▶ **TASK LIST**:
**a)** Quote the stretch of the opinion in Home Utilities Co. v. Revere Copper & Brass from "Paul F. Due, Baltimore" through "and HAMMOND, JJ.".
**b)** Extend the opinion in Home Utilities Co. v. Revere Copper & Brass beyond its final sentence.

▶ **QUOTED TEXT**:
--- begin ---
Home Utilities Co. v. Revere Copper & Brass, Inc.

Decision Date11 April 1956
Docket NumberNo. 147,147
PartiesHOME UTILITIES COMPANY, Incorporated, v. REVERE COPPER and BRASS, Inc., et al.
CourtMaryland Court of Appeals

Paul F. Due, Baltimore (Harry Silbert and Melvin J. Sykes, Baltimore, on the brief), for appellant.

William L. Marbury, Baltimore (John W. Avirett, 2nd and Piper & Marbury, Baltimore, on the brief), for appellees.

Before BRUNE, C. J., and DELAPLAINE, COLLINS, HENDERSON and HAMMOND, JJ.

HENDERSON, Judge.

By bill for declaratory judgment, the appellant launched another attack upon the 'Fair Trade' Act, Code 1951, Art. 83, secs. 102-110, and particularly upon the so-called 'non-signer' provisions. The undisputed facts show that the appellant wilfully and knowingly advertised and offered for sale appellee's trade marked products at less than the price stipulated in contracts entered into by the appellee with others. Sec. 107 of the Article provides that under such circumstances the person so advertising, offering for sale or selling, whether or not a party to such a contract, is guilty of unfair competition and is subject to an action at the suit of any person damaged thereby. After a hearing at which the facts were stipulated, the Chancellor dismissed the bill and granted the appellee's counterclaim for an injunction. It seems unnecessary to state the facts in detail. It is sufficient to note that the complainant sells merchandise, including 'Revere Ware', both within and without the State, does not engage in sales below cost, but attempts to produce a gross profit of twenty per cent on all items sold. Although the complainant has not signed any Fair Trade contract in regard to 'Revere Ware', it has purchased it from distributors with knowledge of such agreements, and has sold these trade marked products at prices below those specified in the agreements, and has continued to do so after notice to desist.
--- end ---
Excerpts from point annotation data
--- begin ---
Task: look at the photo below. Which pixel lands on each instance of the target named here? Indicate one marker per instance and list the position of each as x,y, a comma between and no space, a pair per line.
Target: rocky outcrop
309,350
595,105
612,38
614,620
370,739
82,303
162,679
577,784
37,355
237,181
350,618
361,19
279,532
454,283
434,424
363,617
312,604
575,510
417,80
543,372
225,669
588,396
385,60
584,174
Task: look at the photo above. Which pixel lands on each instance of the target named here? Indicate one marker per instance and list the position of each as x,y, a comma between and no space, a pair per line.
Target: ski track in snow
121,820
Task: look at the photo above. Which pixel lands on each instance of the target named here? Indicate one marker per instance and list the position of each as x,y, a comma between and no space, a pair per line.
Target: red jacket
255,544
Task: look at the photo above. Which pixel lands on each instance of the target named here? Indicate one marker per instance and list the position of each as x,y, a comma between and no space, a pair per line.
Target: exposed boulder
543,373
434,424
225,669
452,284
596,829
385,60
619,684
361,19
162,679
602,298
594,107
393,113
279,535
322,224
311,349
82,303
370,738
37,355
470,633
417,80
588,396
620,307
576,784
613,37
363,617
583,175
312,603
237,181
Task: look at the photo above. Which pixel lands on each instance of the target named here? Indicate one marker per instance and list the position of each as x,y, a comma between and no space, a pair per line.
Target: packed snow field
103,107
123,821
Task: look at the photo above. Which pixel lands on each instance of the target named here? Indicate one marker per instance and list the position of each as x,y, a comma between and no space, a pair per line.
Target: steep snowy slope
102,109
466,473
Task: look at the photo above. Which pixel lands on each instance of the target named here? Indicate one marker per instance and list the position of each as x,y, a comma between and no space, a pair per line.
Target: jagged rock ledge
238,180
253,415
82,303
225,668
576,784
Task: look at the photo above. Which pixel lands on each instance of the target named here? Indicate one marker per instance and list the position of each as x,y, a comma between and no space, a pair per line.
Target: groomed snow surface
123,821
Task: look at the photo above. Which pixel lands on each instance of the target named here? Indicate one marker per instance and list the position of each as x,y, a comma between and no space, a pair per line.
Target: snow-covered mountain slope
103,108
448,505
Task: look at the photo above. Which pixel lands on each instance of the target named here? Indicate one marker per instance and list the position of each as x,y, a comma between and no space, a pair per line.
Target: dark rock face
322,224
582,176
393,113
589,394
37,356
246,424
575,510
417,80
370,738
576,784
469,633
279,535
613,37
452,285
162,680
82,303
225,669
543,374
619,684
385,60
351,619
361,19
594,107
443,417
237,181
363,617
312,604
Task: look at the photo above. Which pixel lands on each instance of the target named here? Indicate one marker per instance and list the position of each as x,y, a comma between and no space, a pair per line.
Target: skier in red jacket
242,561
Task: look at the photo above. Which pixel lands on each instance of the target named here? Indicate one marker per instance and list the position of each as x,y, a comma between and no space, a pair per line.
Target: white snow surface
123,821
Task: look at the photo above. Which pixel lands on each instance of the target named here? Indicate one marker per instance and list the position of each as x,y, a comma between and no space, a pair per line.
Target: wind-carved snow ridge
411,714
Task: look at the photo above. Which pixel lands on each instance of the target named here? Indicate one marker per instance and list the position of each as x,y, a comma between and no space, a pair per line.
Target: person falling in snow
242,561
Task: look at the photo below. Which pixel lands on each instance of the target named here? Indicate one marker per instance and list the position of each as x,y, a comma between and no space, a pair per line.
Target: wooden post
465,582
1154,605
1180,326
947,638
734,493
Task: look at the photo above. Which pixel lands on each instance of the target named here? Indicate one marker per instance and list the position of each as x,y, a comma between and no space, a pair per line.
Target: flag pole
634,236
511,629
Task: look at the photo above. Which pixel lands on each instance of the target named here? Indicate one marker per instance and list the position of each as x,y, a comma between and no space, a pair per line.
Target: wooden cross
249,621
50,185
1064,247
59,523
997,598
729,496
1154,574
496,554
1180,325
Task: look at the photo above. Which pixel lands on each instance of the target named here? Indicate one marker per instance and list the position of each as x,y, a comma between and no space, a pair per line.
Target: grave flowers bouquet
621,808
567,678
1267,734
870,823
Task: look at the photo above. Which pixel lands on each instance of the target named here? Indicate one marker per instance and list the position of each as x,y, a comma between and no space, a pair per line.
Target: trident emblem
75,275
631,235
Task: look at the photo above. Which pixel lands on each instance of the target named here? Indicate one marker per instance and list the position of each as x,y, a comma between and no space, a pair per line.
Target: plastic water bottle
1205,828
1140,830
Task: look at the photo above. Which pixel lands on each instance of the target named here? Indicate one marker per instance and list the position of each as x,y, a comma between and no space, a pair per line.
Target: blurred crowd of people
--- end ---
▶ **ANSWERS PROVIDED**:
**a)**
Paul F. Due, Baltimore (Harry Silbert and Melvin J. Sykes, Baltimore, on the brief), for appellant.

William L. Marbury, Baltimore (John W. Avirett, 2nd and Piper & Marbury, Baltimore, on the brief), for appellees.

Before BRUNE, C. J., and DELAPLAINE, COLLINS, HENDERSON and HAMMOND, JJ.

**b)**
The appellant contends that the non-signer provision is invalid as applied to its business under present market conditions, on three grounds: (1) that it deprives the appellant of its property contrary to the law of the land in violation of Article 23 of the Maryland Declaration of Rights, (2) that it constitutes an unlawful delegation to private individuals, without adequate standards, of the legislative power to fix prices, and (3) that it violates the supremacy clause of the Maryland Constitution, Article 2, Declaration of Rights.

The appellant does not contend that the provision violates due process under the Fourteenth Amendment to the United States Constitution, or the commerce clause. The due process question appears to have been definitely settled by the Supreme Court. See Old Dearborn Distributing Co. v. Seagram-Distillers Corp., 299 U.S. 183, 57 S.Ct. 139, 81 L.Ed. 109; Schwegmann Bros. Giant Super Mkts. v. Eli Lilly & Co., 5 Cir., 205 F.2d 788, certiorari denied 346 U.S. 856, 905, 74 S.Ct. 71, 98 L.Ed. 369; Lionel Corp. v. S. Klein on the Square, Inc., 307 N.Y. 229, 120 N.E.2d 802, dismissed for want of a substantial Federal question, 348 U.S. 860, 75 S.Ct. 88, 99 L.Ed. 677; Lionel Corp. v. Grayson-Robinson Stores, 15 N.J. 191, 104 A.2d 304, dismissed for want of a substantial Federal question, 348 U.S. 859, 75 S.Ct. 87, 99 L.Ed. 677; General Electric Co. v. Masters, Inc., 307 N.Y. 229, 120 N.E.2d 802, dismissed for want of a substantial Federal question, 348 U.S. 892, 75 S.Ct. 215, 99 L.Ed. 701. These cases also dispose of any contention based on a claim of violation of the Federal Constitution by interference with the power of Congress to legislate in matters of interstate commerce.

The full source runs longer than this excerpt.